Desafíos -
[1] Repite sin cambios el pasaje del texto sobre Eguchi que comienza en las palabras "Pero existían reglas" y termina después de "de aquellas jóvenes.".
[2] Escribe la continuación del texto sobre Eguchi a partir de su última oración.

Documento de origen -

**********

El protagonista se llama Eguchi, un hombre casado de sesenta y siete años, tres hijas también casadas, quien acepta la recomendación de Kiga, su amigo, que “sólo podía sentirse vivo cuando se hallaba junto a una muchacha narcotizada”. En eso consistía la experiencia erótica reservada para esos viejos, el permiso de pasar la noche junto a jóvenes sedadas, y así acercarse a una belleza tan presente como lejana por la inmensidad de un profundo sueño. Los clientes recurrían a esa casa “cuando la desesperación de la vejez les resultaba intolerable”.
Pero existían reglas que de ninguna manera podían violarse, como introducir un dedo en la boca de las mujeres, tratar de despertarlas, aunque no lo conseguirían, y por supuesto, intentar cualquier tipo de acto sexual, lo que en realidad no era un verdadero peligro por la condición de los invitados, quienes también debían tomar una pastilla para asegurarse un sueño placentero. “Algunos caballeros dicen que tienen sueños felices cuando vienen aquí, y otros que recuerdan lo que sentían cuando eran jóvenes”, le dijo la anfitriona a Eguchi, en su primera visita. Pero en realidad, lo que soñaran no importaba porque seguramente no lo recordarían, o tal vez vagamente. En cambio, las crueles evocaciones de una vida que ya no regresará, para Eguchi se parecía más a un tormento que a una situación placentera, al lado de aquellas jóvenes.

**********

Registros aportados -
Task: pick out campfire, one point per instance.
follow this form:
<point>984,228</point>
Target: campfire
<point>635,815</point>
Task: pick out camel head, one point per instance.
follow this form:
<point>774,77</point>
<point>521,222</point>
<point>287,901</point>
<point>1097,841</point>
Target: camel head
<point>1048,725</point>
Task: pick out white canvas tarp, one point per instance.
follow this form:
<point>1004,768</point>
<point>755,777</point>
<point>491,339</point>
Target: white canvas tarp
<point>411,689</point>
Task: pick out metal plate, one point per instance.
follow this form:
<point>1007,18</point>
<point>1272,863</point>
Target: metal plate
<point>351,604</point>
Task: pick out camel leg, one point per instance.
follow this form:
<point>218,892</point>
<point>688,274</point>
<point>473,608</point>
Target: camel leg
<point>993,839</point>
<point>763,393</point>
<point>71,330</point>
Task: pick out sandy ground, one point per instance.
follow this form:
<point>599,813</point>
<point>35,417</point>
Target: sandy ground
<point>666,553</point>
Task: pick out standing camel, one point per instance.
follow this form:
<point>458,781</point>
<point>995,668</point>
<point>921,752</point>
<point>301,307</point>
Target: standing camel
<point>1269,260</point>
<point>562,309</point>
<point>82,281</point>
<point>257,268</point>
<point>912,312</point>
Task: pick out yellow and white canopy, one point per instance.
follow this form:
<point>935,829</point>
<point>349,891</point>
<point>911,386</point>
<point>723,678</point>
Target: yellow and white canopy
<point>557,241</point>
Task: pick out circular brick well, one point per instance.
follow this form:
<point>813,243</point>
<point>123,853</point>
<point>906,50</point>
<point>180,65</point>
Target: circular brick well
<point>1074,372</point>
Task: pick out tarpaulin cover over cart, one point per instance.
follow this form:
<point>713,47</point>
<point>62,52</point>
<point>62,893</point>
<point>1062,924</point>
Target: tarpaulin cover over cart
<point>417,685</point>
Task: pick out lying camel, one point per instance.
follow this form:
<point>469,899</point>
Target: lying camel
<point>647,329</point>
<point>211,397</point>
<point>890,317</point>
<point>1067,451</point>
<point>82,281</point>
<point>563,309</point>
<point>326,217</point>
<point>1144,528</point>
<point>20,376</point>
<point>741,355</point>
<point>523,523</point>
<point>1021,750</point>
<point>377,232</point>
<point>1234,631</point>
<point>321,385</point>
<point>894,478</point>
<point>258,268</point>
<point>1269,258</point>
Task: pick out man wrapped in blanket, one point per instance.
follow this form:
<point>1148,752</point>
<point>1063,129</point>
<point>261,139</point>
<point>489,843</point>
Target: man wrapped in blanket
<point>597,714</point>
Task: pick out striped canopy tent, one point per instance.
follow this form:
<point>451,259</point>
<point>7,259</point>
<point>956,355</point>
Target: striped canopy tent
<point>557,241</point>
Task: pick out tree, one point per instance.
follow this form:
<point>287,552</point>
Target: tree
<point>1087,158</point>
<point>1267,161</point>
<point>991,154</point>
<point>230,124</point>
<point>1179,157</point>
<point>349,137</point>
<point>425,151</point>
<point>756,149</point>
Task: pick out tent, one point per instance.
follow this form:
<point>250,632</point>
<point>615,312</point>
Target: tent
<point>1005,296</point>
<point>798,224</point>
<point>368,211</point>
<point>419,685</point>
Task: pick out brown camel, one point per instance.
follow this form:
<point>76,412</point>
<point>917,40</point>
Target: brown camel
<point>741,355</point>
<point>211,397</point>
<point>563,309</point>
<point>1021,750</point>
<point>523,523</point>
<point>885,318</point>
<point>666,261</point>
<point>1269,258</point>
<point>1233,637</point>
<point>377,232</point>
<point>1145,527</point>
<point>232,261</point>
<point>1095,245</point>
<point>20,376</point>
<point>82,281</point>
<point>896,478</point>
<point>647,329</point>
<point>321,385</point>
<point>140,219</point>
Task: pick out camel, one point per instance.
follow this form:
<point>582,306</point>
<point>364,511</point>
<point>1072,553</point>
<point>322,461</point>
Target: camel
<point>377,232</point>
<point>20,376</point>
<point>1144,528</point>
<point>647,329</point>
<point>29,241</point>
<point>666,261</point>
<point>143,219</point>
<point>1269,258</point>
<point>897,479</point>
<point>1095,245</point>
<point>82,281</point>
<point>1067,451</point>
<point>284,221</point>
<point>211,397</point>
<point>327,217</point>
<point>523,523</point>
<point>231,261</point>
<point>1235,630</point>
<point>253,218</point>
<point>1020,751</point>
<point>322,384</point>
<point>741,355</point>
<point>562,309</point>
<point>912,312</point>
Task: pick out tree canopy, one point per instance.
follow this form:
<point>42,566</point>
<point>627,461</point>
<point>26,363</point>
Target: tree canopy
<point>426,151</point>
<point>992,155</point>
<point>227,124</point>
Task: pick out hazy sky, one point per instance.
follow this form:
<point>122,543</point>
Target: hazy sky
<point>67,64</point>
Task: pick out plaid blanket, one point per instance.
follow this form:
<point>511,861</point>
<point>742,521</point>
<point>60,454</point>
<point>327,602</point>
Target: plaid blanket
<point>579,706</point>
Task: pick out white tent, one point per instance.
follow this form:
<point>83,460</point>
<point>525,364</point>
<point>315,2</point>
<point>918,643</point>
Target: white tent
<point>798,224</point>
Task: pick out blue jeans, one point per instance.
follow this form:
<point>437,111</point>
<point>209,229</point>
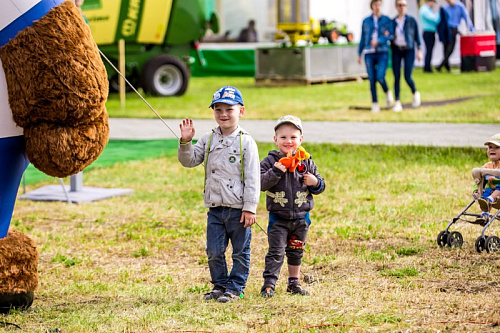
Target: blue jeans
<point>13,162</point>
<point>408,56</point>
<point>429,40</point>
<point>376,65</point>
<point>223,224</point>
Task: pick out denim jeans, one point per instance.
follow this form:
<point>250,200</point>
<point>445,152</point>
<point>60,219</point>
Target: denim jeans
<point>223,224</point>
<point>408,56</point>
<point>448,49</point>
<point>376,65</point>
<point>13,162</point>
<point>429,40</point>
<point>284,237</point>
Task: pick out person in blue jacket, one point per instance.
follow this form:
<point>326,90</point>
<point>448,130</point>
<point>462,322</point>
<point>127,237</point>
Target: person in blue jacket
<point>406,38</point>
<point>455,12</point>
<point>429,19</point>
<point>376,32</point>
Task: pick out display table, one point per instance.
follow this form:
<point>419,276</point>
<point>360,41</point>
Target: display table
<point>308,64</point>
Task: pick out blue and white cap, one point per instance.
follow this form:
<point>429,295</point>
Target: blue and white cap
<point>227,95</point>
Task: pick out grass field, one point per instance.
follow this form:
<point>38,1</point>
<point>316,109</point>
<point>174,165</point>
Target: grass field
<point>333,102</point>
<point>137,264</point>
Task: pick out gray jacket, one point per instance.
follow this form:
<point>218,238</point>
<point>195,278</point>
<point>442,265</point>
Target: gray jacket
<point>286,194</point>
<point>224,184</point>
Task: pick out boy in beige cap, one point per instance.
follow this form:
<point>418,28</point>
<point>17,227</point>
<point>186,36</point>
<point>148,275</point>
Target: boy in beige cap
<point>491,191</point>
<point>289,198</point>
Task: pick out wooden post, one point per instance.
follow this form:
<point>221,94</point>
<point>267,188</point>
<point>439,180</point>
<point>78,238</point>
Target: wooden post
<point>121,66</point>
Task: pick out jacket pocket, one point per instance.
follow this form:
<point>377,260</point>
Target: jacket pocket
<point>232,191</point>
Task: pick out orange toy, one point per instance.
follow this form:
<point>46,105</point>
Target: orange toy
<point>293,160</point>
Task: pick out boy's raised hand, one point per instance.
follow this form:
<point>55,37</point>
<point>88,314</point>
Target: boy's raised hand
<point>310,180</point>
<point>187,130</point>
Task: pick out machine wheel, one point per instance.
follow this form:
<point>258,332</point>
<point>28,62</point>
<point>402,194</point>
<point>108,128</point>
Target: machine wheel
<point>455,239</point>
<point>480,244</point>
<point>492,244</point>
<point>165,75</point>
<point>442,239</point>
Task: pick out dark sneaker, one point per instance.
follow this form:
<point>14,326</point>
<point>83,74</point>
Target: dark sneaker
<point>267,292</point>
<point>213,295</point>
<point>484,204</point>
<point>228,297</point>
<point>296,289</point>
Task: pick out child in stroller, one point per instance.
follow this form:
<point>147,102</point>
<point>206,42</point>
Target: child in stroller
<point>486,193</point>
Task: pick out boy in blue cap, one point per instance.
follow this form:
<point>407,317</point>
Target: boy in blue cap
<point>231,192</point>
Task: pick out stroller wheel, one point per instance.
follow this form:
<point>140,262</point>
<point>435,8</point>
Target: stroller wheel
<point>480,244</point>
<point>455,239</point>
<point>492,244</point>
<point>442,238</point>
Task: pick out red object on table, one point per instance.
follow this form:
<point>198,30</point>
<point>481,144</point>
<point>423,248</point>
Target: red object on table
<point>478,52</point>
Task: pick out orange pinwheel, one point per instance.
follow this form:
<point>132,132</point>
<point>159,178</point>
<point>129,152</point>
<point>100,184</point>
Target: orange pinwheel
<point>291,161</point>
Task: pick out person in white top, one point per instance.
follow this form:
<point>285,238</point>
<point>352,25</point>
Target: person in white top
<point>406,40</point>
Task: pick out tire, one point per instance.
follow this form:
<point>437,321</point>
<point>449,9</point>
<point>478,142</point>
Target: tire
<point>333,36</point>
<point>455,240</point>
<point>480,244</point>
<point>492,244</point>
<point>442,238</point>
<point>165,75</point>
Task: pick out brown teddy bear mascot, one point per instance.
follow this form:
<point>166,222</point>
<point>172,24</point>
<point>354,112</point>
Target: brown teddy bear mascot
<point>53,89</point>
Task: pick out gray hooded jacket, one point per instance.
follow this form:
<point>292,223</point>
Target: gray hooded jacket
<point>227,182</point>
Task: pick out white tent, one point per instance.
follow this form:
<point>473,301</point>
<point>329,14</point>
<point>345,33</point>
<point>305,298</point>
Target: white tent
<point>235,15</point>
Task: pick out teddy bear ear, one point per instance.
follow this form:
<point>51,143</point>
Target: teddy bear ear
<point>57,87</point>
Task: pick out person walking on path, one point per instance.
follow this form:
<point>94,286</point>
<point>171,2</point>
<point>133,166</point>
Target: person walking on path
<point>406,37</point>
<point>376,32</point>
<point>429,19</point>
<point>456,12</point>
<point>231,190</point>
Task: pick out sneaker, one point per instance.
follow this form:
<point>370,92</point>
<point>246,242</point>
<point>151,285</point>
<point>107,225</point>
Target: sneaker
<point>397,107</point>
<point>389,98</point>
<point>484,204</point>
<point>416,100</point>
<point>267,292</point>
<point>296,289</point>
<point>229,297</point>
<point>213,295</point>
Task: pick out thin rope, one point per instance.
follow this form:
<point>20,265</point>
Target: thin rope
<point>135,90</point>
<point>149,105</point>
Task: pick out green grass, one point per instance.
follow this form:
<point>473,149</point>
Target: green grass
<point>137,263</point>
<point>332,102</point>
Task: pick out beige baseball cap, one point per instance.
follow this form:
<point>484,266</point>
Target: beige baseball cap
<point>495,139</point>
<point>289,119</point>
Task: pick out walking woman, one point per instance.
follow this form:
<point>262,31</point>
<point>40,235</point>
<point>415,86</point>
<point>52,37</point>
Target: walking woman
<point>429,19</point>
<point>406,37</point>
<point>376,32</point>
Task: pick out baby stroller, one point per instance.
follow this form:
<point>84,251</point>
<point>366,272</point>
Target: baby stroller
<point>483,242</point>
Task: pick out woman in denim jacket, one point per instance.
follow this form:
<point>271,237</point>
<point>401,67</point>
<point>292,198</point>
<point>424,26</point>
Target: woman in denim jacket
<point>406,36</point>
<point>376,32</point>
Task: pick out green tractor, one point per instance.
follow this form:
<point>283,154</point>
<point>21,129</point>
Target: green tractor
<point>159,36</point>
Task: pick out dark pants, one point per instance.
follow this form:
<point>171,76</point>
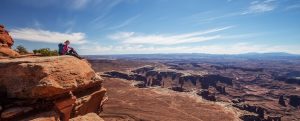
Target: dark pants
<point>72,52</point>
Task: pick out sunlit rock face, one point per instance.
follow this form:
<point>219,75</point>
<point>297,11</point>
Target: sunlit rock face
<point>59,88</point>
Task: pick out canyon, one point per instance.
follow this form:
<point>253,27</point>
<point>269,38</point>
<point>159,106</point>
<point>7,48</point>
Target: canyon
<point>258,90</point>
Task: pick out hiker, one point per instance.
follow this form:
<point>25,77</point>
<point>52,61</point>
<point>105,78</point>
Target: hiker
<point>65,49</point>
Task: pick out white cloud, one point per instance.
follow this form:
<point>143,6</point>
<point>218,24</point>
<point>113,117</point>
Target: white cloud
<point>260,7</point>
<point>237,48</point>
<point>159,39</point>
<point>39,35</point>
<point>79,4</point>
<point>125,23</point>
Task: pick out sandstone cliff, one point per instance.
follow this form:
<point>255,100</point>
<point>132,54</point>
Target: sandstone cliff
<point>49,88</point>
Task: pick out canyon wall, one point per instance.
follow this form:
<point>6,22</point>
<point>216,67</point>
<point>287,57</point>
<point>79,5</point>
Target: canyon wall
<point>49,88</point>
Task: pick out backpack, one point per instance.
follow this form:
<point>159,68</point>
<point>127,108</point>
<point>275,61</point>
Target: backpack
<point>60,48</point>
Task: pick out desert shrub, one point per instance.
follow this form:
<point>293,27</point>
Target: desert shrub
<point>21,49</point>
<point>46,52</point>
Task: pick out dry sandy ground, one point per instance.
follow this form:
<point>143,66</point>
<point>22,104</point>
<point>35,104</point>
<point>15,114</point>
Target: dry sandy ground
<point>128,103</point>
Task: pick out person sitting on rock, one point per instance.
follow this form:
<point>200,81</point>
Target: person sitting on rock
<point>65,49</point>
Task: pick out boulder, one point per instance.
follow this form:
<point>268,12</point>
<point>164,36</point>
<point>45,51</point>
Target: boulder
<point>45,76</point>
<point>5,51</point>
<point>88,117</point>
<point>49,89</point>
<point>44,116</point>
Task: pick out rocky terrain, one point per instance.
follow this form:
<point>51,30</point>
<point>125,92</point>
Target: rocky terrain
<point>261,90</point>
<point>50,89</point>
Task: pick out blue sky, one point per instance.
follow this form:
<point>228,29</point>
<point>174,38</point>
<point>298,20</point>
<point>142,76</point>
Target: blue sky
<point>155,26</point>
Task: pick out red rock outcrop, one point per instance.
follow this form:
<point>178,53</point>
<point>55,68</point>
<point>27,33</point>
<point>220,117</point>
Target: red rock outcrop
<point>31,87</point>
<point>88,117</point>
<point>6,42</point>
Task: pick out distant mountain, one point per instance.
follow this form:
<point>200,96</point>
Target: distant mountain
<point>184,56</point>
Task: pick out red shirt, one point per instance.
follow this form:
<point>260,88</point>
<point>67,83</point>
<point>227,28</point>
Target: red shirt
<point>65,49</point>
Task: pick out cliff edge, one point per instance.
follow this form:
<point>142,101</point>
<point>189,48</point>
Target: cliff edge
<point>49,88</point>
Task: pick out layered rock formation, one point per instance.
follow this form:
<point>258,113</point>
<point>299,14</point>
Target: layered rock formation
<point>55,88</point>
<point>6,43</point>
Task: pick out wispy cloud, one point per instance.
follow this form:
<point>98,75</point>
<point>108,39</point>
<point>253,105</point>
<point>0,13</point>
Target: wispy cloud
<point>79,4</point>
<point>39,35</point>
<point>159,39</point>
<point>125,23</point>
<point>260,7</point>
<point>107,6</point>
<point>291,7</point>
<point>237,48</point>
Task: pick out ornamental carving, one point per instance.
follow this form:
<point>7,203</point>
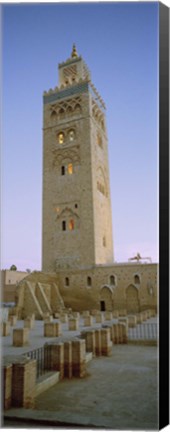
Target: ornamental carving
<point>72,154</point>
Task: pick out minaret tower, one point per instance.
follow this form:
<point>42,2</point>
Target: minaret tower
<point>77,227</point>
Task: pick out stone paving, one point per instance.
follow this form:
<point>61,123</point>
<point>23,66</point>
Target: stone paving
<point>119,392</point>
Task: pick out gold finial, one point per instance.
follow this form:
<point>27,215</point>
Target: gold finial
<point>74,52</point>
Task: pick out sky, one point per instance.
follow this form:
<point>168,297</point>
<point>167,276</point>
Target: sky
<point>119,43</point>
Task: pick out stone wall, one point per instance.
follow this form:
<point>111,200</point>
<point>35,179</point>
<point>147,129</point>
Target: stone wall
<point>129,287</point>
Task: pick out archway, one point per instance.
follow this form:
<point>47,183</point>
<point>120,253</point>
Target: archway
<point>132,299</point>
<point>106,299</point>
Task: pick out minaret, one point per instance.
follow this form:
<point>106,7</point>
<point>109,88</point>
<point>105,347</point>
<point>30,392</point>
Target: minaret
<point>77,227</point>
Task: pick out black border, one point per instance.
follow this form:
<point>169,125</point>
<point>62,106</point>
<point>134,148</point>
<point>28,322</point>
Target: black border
<point>164,215</point>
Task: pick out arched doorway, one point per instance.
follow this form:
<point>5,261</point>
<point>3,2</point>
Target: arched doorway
<point>106,299</point>
<point>132,299</point>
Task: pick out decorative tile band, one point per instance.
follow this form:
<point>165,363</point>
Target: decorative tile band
<point>77,89</point>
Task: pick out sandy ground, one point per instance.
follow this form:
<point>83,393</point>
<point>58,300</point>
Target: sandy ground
<point>118,392</point>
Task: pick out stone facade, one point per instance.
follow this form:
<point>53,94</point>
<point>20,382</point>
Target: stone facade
<point>128,288</point>
<point>76,188</point>
<point>78,268</point>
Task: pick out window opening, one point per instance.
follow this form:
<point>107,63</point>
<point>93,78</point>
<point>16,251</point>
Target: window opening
<point>63,170</point>
<point>89,281</point>
<point>102,306</point>
<point>71,224</point>
<point>64,225</point>
<point>136,279</point>
<point>61,138</point>
<point>71,135</point>
<point>112,280</point>
<point>70,168</point>
<point>67,282</point>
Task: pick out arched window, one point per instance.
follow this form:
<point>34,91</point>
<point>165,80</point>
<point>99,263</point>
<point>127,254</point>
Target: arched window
<point>70,168</point>
<point>136,279</point>
<point>99,140</point>
<point>71,224</point>
<point>67,282</point>
<point>89,282</point>
<point>63,170</point>
<point>71,135</point>
<point>61,138</point>
<point>112,280</point>
<point>64,225</point>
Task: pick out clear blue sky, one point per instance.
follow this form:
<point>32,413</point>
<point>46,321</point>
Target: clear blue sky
<point>119,43</point>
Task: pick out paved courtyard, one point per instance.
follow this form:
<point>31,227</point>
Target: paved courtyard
<point>118,392</point>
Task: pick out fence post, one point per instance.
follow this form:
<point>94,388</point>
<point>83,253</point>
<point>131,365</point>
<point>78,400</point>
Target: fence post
<point>23,383</point>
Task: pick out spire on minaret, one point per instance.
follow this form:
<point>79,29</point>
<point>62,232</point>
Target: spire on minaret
<point>74,52</point>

**********

Respuestas esperadas -
[1]
Pero existían reglas que de ninguna manera podían violarse, como introducir un dedo en la boca de las mujeres, tratar de despertarlas, aunque no lo conseguirían, y por supuesto, intentar cualquier tipo de acto sexual, lo que en realidad no era un verdadero peligro por la condición de los invitados, quienes también debían tomar una pastilla para asegurarse un sueño placentero. “Algunos caballeros dicen que tienen sueños felices cuando vienen aquí, y otros que recuerdan lo que sentían cuando eran jóvenes”, le dijo la anfitriona a Eguchi, en su primera visita. Pero en realidad, lo que soñaran no importaba porque seguramente no lo recordarían, o tal vez vagamente. En cambio, las crueles evocaciones de una vida que ya no regresará, para Eguchi se parecía más a un tormento que a una situación placentera, al lado de aquellas jóvenes.

[2]
La habitación donde esperaba la mujer, ya profundamente dormida, estaba en el piso superior de lo que parecía una posada, y todos los muros estaban cubiertos por cortinas de terciopelo color carmesí. “El carmesí era aún más profundo bajo la luz tenue”, que se hacía presente porque era lo único que los ojos cansados de esos clientes podían ver, cuando no observaban el cuerpo inerte de la joven. Afuera se escuchaban las olas y a veces el viento. Era la exclusiva vitalidad que podía entrar en esa habitación de seres exánimes, ya fuera por el sueño, o por la incesante vejez. “Más que tristeza o soledad, lo que lo perturbaba era la desolación de la vejez”. Y para Eguchi, en su vejez que recién comenzaba, porque sabía que había otros hombres de más edad que visitaban esa casa, no conseguía distraer los obsesivos recuerdos de sus relaciones amorosas, que sin duda alcanzaban mayor nitidez junto a esas bellas durmientes.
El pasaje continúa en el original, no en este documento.